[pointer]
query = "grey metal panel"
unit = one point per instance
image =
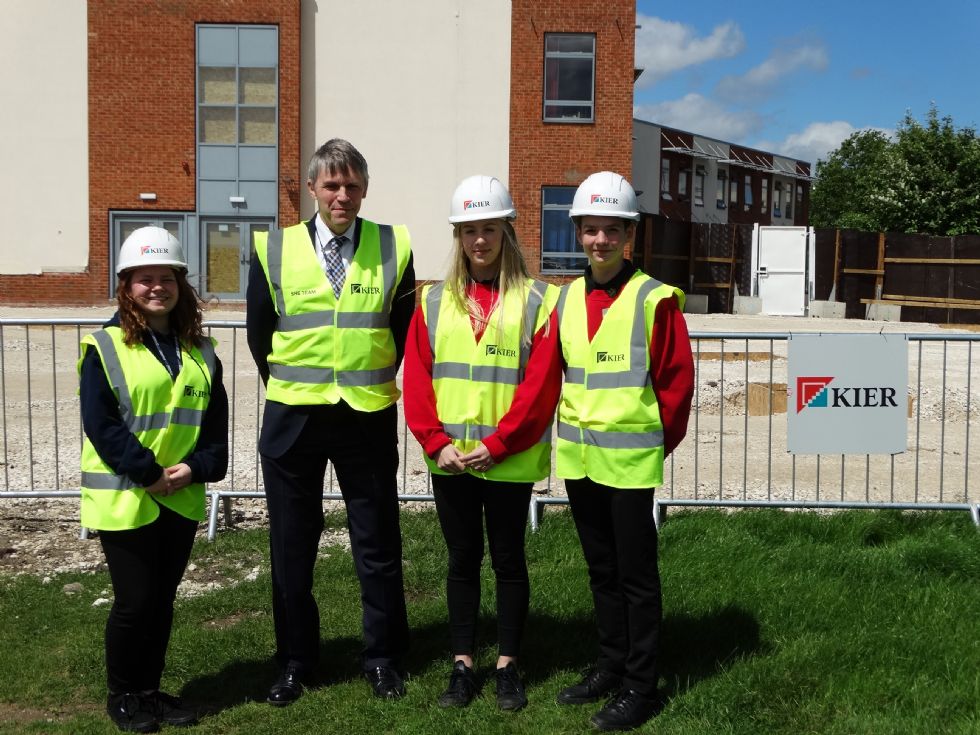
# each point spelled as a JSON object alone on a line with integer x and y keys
{"x": 214, "y": 197}
{"x": 260, "y": 196}
{"x": 218, "y": 162}
{"x": 217, "y": 46}
{"x": 258, "y": 162}
{"x": 258, "y": 47}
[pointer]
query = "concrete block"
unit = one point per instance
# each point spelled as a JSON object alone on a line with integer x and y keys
{"x": 827, "y": 309}
{"x": 696, "y": 303}
{"x": 884, "y": 313}
{"x": 747, "y": 305}
{"x": 759, "y": 398}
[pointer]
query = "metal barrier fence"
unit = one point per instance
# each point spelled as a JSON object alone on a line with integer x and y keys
{"x": 734, "y": 454}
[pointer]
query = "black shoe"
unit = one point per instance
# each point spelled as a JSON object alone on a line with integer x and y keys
{"x": 462, "y": 687}
{"x": 595, "y": 685}
{"x": 625, "y": 711}
{"x": 385, "y": 682}
{"x": 131, "y": 713}
{"x": 288, "y": 687}
{"x": 510, "y": 689}
{"x": 170, "y": 710}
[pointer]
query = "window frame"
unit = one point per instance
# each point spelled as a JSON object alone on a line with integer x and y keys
{"x": 581, "y": 260}
{"x": 555, "y": 57}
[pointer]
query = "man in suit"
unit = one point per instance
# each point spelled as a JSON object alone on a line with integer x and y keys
{"x": 329, "y": 304}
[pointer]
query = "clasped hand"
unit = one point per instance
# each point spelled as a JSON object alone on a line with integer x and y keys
{"x": 449, "y": 459}
{"x": 173, "y": 479}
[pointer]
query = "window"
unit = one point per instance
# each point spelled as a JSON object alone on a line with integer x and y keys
{"x": 569, "y": 77}
{"x": 237, "y": 121}
{"x": 560, "y": 252}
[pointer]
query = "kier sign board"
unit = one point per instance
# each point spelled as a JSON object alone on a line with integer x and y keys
{"x": 847, "y": 394}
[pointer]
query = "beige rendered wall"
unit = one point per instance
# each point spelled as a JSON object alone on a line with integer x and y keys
{"x": 422, "y": 89}
{"x": 44, "y": 136}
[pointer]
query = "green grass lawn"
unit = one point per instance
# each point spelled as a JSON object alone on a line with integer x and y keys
{"x": 775, "y": 622}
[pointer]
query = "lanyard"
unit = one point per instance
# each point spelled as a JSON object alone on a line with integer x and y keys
{"x": 163, "y": 358}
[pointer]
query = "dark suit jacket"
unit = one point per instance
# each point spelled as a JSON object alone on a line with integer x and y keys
{"x": 282, "y": 424}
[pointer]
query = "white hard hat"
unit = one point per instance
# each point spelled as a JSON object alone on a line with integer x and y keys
{"x": 605, "y": 194}
{"x": 150, "y": 246}
{"x": 481, "y": 197}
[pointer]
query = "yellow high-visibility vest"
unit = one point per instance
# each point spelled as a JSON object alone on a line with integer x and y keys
{"x": 475, "y": 381}
{"x": 609, "y": 426}
{"x": 165, "y": 416}
{"x": 325, "y": 349}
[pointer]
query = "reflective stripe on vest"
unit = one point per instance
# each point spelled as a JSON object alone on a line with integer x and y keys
{"x": 609, "y": 426}
{"x": 475, "y": 385}
{"x": 325, "y": 350}
{"x": 163, "y": 413}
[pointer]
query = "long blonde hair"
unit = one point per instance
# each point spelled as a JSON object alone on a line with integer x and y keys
{"x": 512, "y": 279}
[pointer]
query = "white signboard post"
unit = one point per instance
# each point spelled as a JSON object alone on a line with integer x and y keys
{"x": 847, "y": 394}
..........
**OBJECTIVE**
Copy the data character for character, but drop all pictures from the copy.

**EXPECTED OUTPUT**
[pointer]
query = "grey metal panel"
unit = one point per instance
image =
# each point spelled as a JSON object alone on a line with integer x and y keys
{"x": 214, "y": 197}
{"x": 260, "y": 196}
{"x": 218, "y": 162}
{"x": 217, "y": 46}
{"x": 258, "y": 162}
{"x": 258, "y": 47}
[pointer]
query = "concrete block"
unit = one point per instance
# each point spelled as a JSON object alone on a line with integer x and y keys
{"x": 827, "y": 309}
{"x": 696, "y": 303}
{"x": 884, "y": 313}
{"x": 747, "y": 305}
{"x": 759, "y": 398}
[pointer]
query = "metal barrier fence"
unit = one point per instance
# each point spelled as a JSON object alone on a line with integer x and y keys
{"x": 734, "y": 454}
[pointer]
query = "black shoe"
unit = one point per instance
# each point spelled as a JSON object alone on a line with integer x and y keys
{"x": 462, "y": 687}
{"x": 595, "y": 685}
{"x": 625, "y": 711}
{"x": 385, "y": 682}
{"x": 131, "y": 713}
{"x": 288, "y": 687}
{"x": 510, "y": 689}
{"x": 170, "y": 710}
[pointer]
query = "window frame"
unit = one point per instance
# each point spelled as a JSON object alone on a line with integer x and y keys
{"x": 581, "y": 260}
{"x": 555, "y": 57}
[pointer]
query = "man in suit"
unit = one point per instance
# each point spelled as a JSON object alone on a line with integer x and y keys
{"x": 329, "y": 304}
[pointer]
query = "clasped hand"
unit = one point per instance
# each point spelled as a JSON object alone on a line with integer x and y keys
{"x": 449, "y": 459}
{"x": 173, "y": 479}
[pointer]
query = "window"
unit = one point per instance
# each point spelled as a JSON object alone on a line with integer x and y keys
{"x": 569, "y": 77}
{"x": 237, "y": 121}
{"x": 560, "y": 252}
[pointer]
query = "kier sign board"
unit = one point per instance
# each point spelled as a JSON object alone on a line with integer x and y keys
{"x": 847, "y": 394}
[pointer]
query = "beige rendered wall"
unit = one point per instance
# each point spelled as a JSON object alone on a line with integer x and y keys
{"x": 422, "y": 89}
{"x": 44, "y": 136}
[pointer]
query = "green grass lawn"
unit = one point per instance
# each point spelled as a JSON object alone on a line with integer x and y keys
{"x": 775, "y": 622}
[pointer]
query = "lanyard"
unit = one point per instance
# each point spelled as a JSON object alone on a line with integer x and y keys
{"x": 163, "y": 358}
[pointer]
query = "dark suit jacket"
unit = one point per instance
# each point spelled as a JSON object alone on a line with integer x and y keys
{"x": 282, "y": 424}
[pointer]
query = "white hard hat"
unit = one point per instance
# each point spelled as a JSON object alone on a line with integer x and y keys
{"x": 605, "y": 194}
{"x": 150, "y": 246}
{"x": 481, "y": 197}
[pointer]
query = "yellow high-visibility vest"
unit = one point per instance
# each point spelled as a JSON object alone on a line with integer x and y keys
{"x": 475, "y": 381}
{"x": 609, "y": 426}
{"x": 165, "y": 416}
{"x": 325, "y": 349}
[pointer]
query = "reflective stripe on vest"
unit = one point per instance
# each point spelled as a JSON object alone on a line with integer x and y keys
{"x": 609, "y": 426}
{"x": 475, "y": 385}
{"x": 325, "y": 350}
{"x": 163, "y": 413}
[pointer]
query = "long blonde hair"
unit = one point per instance
# each point spelled as a JSON object alone on a line with integer x and y keys
{"x": 512, "y": 279}
[pointer]
query = "white signboard post"
unit = one point per instance
# each point spelled as a JSON object alone on a line with integer x and y keys
{"x": 847, "y": 394}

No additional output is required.